### Teks yang Diberikan
________________________
Jumat, 25 September 2015

Bingkai Syariat Seputar Amarah







Bismillaahirrohmaanirrohiim,

 “ Tidak ada satupun yang akan memberatkan timbangan kebaikan seorang hamba mukmin pada hari kiamat selain dari AKHLAQ yang baik.” 
[HR. Tirmidzi, dari sahabat Abu Darda’ rodhiyallohu ‘anhu]

----------------------------------





... MUQODDIMAH ....

Akhlak dan adab mempunyai kedudukan yang tinggi dalam agama kita. Ia adalah sesuatu yang tidak boleh kita remehkan. Mengapa? Karena pada aqidah yang baik akan memancarkan akhlak yang baik. Dari akhlaq yang baik akan terpancar muamalah yang benar. Betapa banyak Islam ini dicela oleh orang-orang yang mengatasnamakan Islam karena buruknya adab dan akhlak mereka.


Para ulama memasukkan pembahasan adab dan akhlak dalam pembahasan aqidah dan manhaj.


Syaikhul Islam Ibnu Taimiyah rohimahulloh dalam Kitab beliau Al Aqidah Al Wasitihiyyah yang merupakan kitab aqidah, kitab manhaj yang membedakan aqidahnya Ahlussunnah dengan yang orang-orang yang bathil, kitab aqidah yang bisa dibangun darinya ijma para salaf. Beliau berkata, “ Ahlussunnah mengajak kepada makarimil akhlak. Termasuk aqidah Ahlussunnah mengajak kepada kebaikan akhlak, perbaikan amal, bahkan meyakini sabda Rosululloh Shollallohu ‘alaihi wa Sallam bahwa  mukmin yang sempurna keimanannya adalah yang baik akhlaknya. Termasuk pula I’tiqod (keyakinan) Ahlussuunnah adalah mendakwahkan akhlaq.”
________________________
### Bagian Data
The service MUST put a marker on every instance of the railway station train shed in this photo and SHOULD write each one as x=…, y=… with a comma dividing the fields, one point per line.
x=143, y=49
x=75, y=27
________________________
### Latihan 1
Kutiplah bagian teks tentang akhlak dan adab mulai dari "[HR. Tirmidzi, dari" sampai dengan "aqidah dan manhaj.".
### Latihan 2
Berdasarkan teks tentang akhlak dan adab, jelaskan dalam satu sampai tiga kalimat mengapa akhlak dan adab tidak boleh diremehkan.
### Latihan 3
Tuliskan lanjutan teks tentang akhlak dan adab, dimulai sesudah kalimat terakhirnya.

### Hasil Tugas 1
[HR. Tirmidzi, dari sahabat Abu Darda’ rodhiyallohu ‘anhu]

----------------------------------





... MUQODDIMAH ....

Akhlak dan adab mempunyai kedudukan yang tinggi dalam agama kita. Ia adalah sesuatu yang tidak boleh kita remehkan. Mengapa? Karena pada aqidah yang baik akan memancarkan akhlak yang baik. Dari akhlaq yang baik akan terpancar muamalah yang benar. Betapa banyak Islam ini dicela oleh orang-orang yang mengatasnamakan Islam karena buruknya adab dan akhlak mereka.


Para ulama memasukkan pembahasan adab dan akhlak dalam pembahasan aqidah dan manhaj.

### Hasil Tugas 2
Akhlak dan adab tidak boleh diremehkan karena aqidah yang baik akan memancarkan akhlak yang baik. Dari akhlak yang baik itu akan terpancar muamalah yang benar.

### Hasil Tugas 3
Berdakwah tentang akhlak bisa melalui lisan atau perbuatan. Maka, orang yang benar-benar memahami Al Qur’an dan Sunnah, yang benar manhajnya, adab dan akhlaknya akan baik karena dia tahu bahwa adab dan akhlak termasuk bagian dari manhaj Ahlussunnah.


Ada sekitar lima ribu orang yang menghadiri majelisnya  Imam Ahmad rohimahulloh. Mereka hadir tanpa mikrofon, tanpa ada wasilah untuk mempromosikannya, tapi bisa hadir lima ribu orang. Para ulama menjelaskan diantara lima ribu orang yang hadir yang mencatat dengan pena hanya sekitar lima ratus orang, selebihnya memperhatikan bagaimana adabnya Imam Ahmad. Tapi, bukan berarti mereka jiping (mengaji kuping).  Hal itu karena mereka ingin sebelum mereka mempelajari ilmu ke tingkatan yang tinggi, seperti ilmu hadits, ilmu jarh wa ta’dil, mereka terlebih dahulu mempelajari adab beliau. Imam Ahmad juga termasuk Imam Jarh wa Ta’dil.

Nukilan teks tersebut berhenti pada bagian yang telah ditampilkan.